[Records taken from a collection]
┏━━

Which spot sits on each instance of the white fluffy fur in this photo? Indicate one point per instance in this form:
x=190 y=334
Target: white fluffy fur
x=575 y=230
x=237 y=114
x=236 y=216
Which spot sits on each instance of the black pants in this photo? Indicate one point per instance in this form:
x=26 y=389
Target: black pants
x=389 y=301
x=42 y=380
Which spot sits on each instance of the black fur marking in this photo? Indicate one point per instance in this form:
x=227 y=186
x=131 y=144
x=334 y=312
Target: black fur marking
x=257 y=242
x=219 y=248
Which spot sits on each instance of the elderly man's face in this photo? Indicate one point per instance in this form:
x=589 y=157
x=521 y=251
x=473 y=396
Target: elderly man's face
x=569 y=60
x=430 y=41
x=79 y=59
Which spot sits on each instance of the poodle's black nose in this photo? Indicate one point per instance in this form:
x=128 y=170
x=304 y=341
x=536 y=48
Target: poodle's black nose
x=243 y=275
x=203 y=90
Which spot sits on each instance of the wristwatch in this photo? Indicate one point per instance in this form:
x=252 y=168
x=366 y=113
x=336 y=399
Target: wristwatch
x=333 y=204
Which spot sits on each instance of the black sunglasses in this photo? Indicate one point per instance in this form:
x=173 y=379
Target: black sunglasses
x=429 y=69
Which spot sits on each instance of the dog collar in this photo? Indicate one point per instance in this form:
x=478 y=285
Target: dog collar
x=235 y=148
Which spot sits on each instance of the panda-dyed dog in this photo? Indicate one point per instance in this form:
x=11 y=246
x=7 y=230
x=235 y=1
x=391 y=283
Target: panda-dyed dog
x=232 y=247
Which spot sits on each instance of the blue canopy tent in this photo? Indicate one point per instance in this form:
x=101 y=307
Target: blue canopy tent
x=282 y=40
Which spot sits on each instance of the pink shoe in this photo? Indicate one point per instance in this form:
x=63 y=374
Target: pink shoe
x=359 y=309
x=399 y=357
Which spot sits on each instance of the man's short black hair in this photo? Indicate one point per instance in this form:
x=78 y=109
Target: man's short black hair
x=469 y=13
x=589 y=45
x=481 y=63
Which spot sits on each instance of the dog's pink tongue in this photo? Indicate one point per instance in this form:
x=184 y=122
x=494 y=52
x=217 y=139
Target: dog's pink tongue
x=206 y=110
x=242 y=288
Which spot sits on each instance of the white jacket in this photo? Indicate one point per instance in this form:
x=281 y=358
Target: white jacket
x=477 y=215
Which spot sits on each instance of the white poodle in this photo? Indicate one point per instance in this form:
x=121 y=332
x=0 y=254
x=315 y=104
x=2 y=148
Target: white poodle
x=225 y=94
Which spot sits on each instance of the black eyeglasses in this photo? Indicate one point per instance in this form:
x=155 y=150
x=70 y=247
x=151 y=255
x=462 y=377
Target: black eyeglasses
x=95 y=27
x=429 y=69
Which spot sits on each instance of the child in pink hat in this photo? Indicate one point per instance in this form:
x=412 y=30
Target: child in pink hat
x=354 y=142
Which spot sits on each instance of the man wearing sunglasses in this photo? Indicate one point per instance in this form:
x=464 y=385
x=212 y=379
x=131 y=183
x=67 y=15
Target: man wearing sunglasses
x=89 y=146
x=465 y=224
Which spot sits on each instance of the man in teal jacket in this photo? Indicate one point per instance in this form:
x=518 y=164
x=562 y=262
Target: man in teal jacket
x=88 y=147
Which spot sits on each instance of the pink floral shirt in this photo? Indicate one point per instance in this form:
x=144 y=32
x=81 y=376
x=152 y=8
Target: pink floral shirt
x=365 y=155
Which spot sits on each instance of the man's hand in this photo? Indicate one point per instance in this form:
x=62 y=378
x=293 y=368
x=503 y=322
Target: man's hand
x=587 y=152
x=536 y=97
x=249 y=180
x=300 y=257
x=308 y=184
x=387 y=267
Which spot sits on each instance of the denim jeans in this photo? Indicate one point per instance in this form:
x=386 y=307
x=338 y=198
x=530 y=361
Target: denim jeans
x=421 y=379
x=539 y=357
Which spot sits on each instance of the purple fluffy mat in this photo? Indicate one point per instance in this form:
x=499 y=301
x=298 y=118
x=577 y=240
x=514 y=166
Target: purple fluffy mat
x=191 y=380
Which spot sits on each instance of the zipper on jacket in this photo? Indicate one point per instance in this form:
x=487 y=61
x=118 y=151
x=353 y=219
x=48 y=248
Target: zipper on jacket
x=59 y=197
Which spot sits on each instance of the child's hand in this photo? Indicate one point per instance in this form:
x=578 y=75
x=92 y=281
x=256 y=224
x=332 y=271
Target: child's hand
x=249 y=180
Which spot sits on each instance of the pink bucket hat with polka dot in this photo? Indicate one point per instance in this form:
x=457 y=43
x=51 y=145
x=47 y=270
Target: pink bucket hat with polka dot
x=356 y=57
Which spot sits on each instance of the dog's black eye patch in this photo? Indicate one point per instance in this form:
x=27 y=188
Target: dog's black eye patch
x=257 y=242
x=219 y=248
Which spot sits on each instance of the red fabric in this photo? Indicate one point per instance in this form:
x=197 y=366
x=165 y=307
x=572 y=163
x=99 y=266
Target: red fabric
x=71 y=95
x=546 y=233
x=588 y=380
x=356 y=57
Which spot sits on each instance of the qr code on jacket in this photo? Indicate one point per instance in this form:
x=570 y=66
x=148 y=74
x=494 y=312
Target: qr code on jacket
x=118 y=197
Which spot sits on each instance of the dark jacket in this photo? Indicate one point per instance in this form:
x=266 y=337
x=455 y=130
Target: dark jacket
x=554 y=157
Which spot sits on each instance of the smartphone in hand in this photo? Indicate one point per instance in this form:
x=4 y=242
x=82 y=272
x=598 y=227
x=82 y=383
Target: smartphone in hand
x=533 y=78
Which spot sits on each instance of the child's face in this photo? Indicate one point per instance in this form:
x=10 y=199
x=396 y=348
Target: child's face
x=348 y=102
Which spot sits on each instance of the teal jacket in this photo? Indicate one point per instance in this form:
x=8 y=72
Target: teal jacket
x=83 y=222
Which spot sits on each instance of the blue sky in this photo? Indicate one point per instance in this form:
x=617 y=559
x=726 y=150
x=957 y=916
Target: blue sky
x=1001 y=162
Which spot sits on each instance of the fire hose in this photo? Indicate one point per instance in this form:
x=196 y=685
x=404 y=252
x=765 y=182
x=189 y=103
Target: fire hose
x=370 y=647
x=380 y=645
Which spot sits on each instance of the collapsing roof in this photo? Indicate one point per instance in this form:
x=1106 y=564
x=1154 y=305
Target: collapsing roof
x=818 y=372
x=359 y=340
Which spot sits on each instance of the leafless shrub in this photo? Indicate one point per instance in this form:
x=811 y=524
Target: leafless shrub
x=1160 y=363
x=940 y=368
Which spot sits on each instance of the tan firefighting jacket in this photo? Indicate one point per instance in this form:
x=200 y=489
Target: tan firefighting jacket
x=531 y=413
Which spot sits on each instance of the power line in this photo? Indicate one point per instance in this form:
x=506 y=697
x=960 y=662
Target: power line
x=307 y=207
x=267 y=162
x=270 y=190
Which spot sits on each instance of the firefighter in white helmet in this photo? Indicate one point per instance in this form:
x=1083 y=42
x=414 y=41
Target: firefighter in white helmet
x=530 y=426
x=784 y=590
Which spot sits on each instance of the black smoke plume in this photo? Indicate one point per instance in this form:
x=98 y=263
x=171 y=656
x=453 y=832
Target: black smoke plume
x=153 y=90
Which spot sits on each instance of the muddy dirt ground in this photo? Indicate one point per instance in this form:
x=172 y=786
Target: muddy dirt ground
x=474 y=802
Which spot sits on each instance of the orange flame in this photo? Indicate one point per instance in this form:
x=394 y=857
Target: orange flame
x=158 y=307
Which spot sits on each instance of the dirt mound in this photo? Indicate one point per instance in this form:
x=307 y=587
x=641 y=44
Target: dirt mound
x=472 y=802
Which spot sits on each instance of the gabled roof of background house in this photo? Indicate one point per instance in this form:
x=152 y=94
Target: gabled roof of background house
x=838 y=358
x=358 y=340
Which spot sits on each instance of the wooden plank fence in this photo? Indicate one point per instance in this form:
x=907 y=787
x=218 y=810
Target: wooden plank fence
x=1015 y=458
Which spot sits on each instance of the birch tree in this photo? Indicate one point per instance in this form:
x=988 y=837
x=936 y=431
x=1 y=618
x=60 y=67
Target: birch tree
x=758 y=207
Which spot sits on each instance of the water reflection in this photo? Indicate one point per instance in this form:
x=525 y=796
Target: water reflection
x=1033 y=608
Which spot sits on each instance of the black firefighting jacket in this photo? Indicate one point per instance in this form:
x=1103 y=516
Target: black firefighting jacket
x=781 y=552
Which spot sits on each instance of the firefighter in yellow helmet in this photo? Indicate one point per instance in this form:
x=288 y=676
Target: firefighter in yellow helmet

┗━━

* _To do_:
Arrange the records from the line with "Which spot sits on each instance of the dog collar" to the line with "x=477 y=215" as a Markdown table. Use a column named Row for the running number and a column named Line for each line, and leave out blank lines.

* _Task output_:
| Row | Line |
|---|---|
| 1 | Which spot sits on each instance of the dog collar in this photo? Indicate one point per instance in this form: |
| 2 | x=478 y=285 |
| 3 | Target: dog collar |
| 4 | x=235 y=148 |
| 5 | Which spot sits on each instance of the panda-dyed dog in this photo? Indicate one point per instance in this form: |
| 6 | x=11 y=246 |
| 7 | x=7 y=230 |
| 8 | x=235 y=1 |
| 9 | x=391 y=283 |
| 10 | Target: panda-dyed dog |
| 11 | x=232 y=247 |
| 12 | Which spot sits on each instance of the blue canopy tent in this photo? Indicate one point per instance in this form: |
| 13 | x=101 y=307 |
| 14 | Target: blue canopy tent |
| 15 | x=282 y=40 |
| 16 | Which spot sits on each instance of the pink shoe in this photo? Indicate one point per instance in this form: |
| 17 | x=63 y=374 |
| 18 | Target: pink shoe |
| 19 | x=359 y=309 |
| 20 | x=399 y=357 |
| 21 | Which spot sits on each instance of the man's short black hair in this photo? Indicate one point per instance in this form: |
| 22 | x=78 y=109 |
| 23 | Target: man's short black hair |
| 24 | x=469 y=13 |
| 25 | x=589 y=45 |
| 26 | x=481 y=63 |
| 27 | Which spot sits on each instance of the dog's pink tongue in this photo? Indicate one point per instance in this form: |
| 28 | x=184 y=122 |
| 29 | x=494 y=52 |
| 30 | x=217 y=139 |
| 31 | Target: dog's pink tongue |
| 32 | x=206 y=110 |
| 33 | x=242 y=288 |
| 34 | Which spot sits on each instance of the white jacket in this photo? Indicate one point per instance in this form: |
| 35 | x=281 y=358 |
| 36 | Target: white jacket |
| 37 | x=477 y=215 |